• EXCERPTED PASSAGE:
##########
Wednesday, January 25, 2012

Drawing the wrong conclusions from Race to Nowhere

I finally had a chance to see Race to Nowhere, the movie everyone's been talking about (including yours truly) but few have had seen (seeing as it isn't playing in movie theaters).

Today's kids are stressed out--yes. Perhaps as never before. They seem to be spending less and less time playing than ever before. They may be getting more homework, and less sleep, than ever before. More and more of them are more stressed out than ever about getting into college and landing a decent job. The AP exams appear to be giving record numbers of students record levels of stress. All these things are true.

But many of the conclusions that the movies draws from all this are simply wrong, and serve merely to further entrench certain of our most problematic current practices. For example:

It's not the curriculum; it's the teacher. Sorry, it's both. The best teacher in the world can't teach decent math if all she has is TERC Investigations, especially if she's threatened with punishment for insubordination if she deviates from the curriculum.
##########
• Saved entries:

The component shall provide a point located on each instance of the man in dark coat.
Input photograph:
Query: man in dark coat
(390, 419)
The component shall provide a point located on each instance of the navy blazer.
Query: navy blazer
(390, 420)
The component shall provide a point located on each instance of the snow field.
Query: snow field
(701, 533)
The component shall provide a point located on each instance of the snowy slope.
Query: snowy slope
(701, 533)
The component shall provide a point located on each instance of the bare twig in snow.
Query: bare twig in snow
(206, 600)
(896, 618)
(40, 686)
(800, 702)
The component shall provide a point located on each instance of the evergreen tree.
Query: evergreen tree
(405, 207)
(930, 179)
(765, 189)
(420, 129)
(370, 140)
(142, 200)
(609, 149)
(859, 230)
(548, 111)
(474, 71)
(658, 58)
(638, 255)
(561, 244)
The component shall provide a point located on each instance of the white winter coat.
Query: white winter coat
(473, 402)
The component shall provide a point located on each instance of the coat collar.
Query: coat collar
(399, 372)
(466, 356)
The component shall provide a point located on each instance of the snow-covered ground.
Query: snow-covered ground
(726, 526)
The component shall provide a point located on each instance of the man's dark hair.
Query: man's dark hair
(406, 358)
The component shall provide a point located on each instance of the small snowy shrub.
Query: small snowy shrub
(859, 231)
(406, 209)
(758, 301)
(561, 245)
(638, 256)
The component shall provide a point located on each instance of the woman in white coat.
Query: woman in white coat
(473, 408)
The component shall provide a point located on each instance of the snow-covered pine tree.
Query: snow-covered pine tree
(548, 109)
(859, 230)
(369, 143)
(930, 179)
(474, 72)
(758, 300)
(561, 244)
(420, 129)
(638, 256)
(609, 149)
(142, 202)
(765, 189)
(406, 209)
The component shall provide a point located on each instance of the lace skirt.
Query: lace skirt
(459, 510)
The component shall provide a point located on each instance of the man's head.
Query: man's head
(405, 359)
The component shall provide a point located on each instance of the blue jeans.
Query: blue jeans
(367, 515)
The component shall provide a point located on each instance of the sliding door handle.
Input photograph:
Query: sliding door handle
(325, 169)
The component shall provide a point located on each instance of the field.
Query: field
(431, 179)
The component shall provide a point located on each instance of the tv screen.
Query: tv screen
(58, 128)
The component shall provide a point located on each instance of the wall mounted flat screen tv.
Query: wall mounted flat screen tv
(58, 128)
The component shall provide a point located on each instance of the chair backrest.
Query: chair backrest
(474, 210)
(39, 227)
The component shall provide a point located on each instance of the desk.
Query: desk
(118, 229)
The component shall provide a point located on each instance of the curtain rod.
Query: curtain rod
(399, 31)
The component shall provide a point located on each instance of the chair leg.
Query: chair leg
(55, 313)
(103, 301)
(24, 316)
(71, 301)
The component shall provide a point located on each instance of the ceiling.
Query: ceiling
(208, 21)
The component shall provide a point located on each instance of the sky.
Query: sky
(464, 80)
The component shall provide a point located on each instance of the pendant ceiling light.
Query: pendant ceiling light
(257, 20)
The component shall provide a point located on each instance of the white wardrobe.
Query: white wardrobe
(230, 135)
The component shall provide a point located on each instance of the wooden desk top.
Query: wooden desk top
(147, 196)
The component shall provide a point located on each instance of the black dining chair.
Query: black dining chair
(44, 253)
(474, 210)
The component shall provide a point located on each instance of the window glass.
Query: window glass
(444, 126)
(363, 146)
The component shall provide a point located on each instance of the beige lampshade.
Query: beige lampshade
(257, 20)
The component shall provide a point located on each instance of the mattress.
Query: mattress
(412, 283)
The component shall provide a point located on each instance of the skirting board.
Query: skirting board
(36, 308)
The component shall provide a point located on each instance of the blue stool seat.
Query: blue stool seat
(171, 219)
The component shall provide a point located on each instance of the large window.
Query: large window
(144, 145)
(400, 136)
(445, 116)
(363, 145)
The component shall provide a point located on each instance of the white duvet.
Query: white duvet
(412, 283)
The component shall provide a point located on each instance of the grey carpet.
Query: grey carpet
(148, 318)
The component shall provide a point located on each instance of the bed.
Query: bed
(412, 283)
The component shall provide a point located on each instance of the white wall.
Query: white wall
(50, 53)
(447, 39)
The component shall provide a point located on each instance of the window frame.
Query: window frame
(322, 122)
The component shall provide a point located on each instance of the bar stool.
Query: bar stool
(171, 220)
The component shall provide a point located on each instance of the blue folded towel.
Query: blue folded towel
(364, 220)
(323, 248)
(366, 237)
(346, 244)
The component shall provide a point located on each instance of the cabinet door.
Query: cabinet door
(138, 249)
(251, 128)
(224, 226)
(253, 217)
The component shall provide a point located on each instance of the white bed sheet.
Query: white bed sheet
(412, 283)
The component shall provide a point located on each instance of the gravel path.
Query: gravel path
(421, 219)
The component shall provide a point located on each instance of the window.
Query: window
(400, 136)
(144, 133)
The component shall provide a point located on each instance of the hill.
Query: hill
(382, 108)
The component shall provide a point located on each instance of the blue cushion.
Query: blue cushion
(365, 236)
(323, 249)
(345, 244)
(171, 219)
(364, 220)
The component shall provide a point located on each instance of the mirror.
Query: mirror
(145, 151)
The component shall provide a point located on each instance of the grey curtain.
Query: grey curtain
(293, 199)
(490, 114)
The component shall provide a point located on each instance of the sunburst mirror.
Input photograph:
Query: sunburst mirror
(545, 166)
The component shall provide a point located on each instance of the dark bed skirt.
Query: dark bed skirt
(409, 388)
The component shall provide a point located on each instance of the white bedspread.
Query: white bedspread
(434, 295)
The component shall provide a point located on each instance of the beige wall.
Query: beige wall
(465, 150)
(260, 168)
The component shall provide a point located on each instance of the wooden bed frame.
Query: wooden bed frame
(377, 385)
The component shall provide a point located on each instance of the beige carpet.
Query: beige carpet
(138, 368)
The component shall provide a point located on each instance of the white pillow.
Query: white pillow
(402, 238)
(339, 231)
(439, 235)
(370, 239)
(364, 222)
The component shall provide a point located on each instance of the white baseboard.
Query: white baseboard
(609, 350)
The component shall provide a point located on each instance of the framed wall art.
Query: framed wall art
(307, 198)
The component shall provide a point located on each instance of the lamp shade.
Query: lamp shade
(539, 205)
##########
• EXPLORE THE MATERIAL:
A) Decide whether each statement below agrees with the post about Race to Nowhere, answering yes or no and quoting the words from the post that settle it: (i) The writer saw Race to Nowhere in a movie theater. (ii) The writer accepts that today's kids are stressed out. (iii) The writer holds that the curriculum and the teacher are both part of the problem.
B) Carry on writing the post about Race to Nowhere from the point where it stops.

• YOUR RESPONSES:
A)
(i) No: "seeing as it isn't playing in movie theaters"
(ii) Yes: "Today's kids are stressed out--yes."
(iii) Yes: "Sorry, it's both."

B)
Pressure to raise test scores prevents teachers from using methods that we know do work, like group activities and project-based learning.  Sorry, but we don't know that these methods work better than their alternatives; in fact there's plenty of evidence that they don't. What the pressure to raise those No Child Left Behind test scores has instead done is cause schools to dumb down the curriculum and ignore the most capable students.

AP tests should be abolished. These do seem to be a growing source of stress, with record levels of failure, but as I noted earlier:

All those watered-down math and science classes and content-impoverished social studies classes disadvantage even our top students, such that by the time they reach high school it's hard--and extremely stressful--for them to make up for lost time, whether in math, biology, chemistry, or history.
The fact that record numbers of college students are having to take remedial classes shows that we are going about teaching them the wrong way. Yes, indeed. But the answer isn't to replace AP classes with even more group-centered, project-based learning. AP classes, in fact, are one of the few remaining ways in which we can hold high schools accountable for preparing students for non-remedial, college-level work.

The movie also overlooks or downplays some key issues. Much of the decline in free play, and much of the increase in childhood stress, has nothing to do with schools, but stems from excessive screen time at home, overly structured day care, restricted outdoor activities (our paranoia about pedophilia and playground accidents exceeding our paranoia about childhood obesity), and over-scheduling (all those sports; all that music, dance, and theater; later on, all those college resume-builders).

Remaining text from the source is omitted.